(Saved entries)

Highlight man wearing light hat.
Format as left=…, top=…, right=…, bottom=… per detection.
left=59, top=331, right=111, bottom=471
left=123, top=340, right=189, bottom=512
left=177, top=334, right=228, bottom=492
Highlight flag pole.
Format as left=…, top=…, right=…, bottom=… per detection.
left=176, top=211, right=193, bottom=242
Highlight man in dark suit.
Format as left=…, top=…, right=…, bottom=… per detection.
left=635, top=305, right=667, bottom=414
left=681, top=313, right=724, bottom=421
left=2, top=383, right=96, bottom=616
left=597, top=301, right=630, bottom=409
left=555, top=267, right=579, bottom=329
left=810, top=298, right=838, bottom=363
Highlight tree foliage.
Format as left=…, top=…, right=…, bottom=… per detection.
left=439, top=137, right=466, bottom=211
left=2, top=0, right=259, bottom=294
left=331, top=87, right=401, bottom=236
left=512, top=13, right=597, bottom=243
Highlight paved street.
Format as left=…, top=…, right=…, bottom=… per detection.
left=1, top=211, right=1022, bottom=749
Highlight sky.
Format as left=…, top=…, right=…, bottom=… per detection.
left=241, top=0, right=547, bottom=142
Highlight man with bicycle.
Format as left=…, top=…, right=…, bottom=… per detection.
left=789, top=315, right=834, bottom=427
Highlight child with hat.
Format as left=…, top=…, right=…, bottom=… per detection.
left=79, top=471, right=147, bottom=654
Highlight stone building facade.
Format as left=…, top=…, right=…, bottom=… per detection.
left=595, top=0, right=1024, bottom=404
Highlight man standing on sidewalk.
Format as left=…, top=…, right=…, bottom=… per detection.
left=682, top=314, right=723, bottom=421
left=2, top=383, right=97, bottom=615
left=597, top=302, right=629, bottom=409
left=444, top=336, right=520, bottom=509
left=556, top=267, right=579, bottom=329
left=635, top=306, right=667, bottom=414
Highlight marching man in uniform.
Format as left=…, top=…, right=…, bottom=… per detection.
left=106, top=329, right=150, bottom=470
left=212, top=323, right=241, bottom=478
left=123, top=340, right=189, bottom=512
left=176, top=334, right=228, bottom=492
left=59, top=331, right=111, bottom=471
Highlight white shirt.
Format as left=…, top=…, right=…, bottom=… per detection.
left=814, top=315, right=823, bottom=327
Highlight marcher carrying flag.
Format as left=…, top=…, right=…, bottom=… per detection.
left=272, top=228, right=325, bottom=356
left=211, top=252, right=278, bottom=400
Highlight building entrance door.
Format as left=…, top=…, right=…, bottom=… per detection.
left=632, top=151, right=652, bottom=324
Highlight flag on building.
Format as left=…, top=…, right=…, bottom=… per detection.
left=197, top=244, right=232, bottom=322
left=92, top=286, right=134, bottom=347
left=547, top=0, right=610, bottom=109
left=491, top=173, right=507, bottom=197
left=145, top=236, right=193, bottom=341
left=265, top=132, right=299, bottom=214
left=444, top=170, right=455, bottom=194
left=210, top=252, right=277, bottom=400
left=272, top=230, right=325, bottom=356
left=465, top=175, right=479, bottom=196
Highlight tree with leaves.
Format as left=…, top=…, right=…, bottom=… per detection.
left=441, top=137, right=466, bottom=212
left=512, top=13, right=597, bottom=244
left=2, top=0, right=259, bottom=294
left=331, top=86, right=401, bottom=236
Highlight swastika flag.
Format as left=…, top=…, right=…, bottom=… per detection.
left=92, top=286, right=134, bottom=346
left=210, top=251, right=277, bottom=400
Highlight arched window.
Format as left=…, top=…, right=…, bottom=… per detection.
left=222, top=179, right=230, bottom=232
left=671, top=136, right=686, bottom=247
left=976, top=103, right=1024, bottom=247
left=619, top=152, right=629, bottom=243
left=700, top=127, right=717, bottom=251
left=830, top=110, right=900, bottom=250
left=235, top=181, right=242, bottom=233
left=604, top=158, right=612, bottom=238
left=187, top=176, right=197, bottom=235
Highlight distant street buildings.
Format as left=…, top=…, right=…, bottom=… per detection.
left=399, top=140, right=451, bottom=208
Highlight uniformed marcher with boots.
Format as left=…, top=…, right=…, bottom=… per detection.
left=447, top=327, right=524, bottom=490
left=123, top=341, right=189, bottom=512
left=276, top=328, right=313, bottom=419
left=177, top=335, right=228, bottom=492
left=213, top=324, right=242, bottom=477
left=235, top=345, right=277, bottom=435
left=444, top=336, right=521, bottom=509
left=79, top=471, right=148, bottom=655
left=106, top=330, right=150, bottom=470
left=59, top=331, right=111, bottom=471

** Problem **
Please write out, exactly as they appear above, only the lines in the stretch from the line with "Highlight swastika flag." through the line with "Highlight arched window.".

** Written solution **
Highlight swastika flag.
Format as left=…, top=…, right=…, bottom=… per detection.
left=92, top=286, right=134, bottom=346
left=210, top=251, right=277, bottom=400
Highlight arched window.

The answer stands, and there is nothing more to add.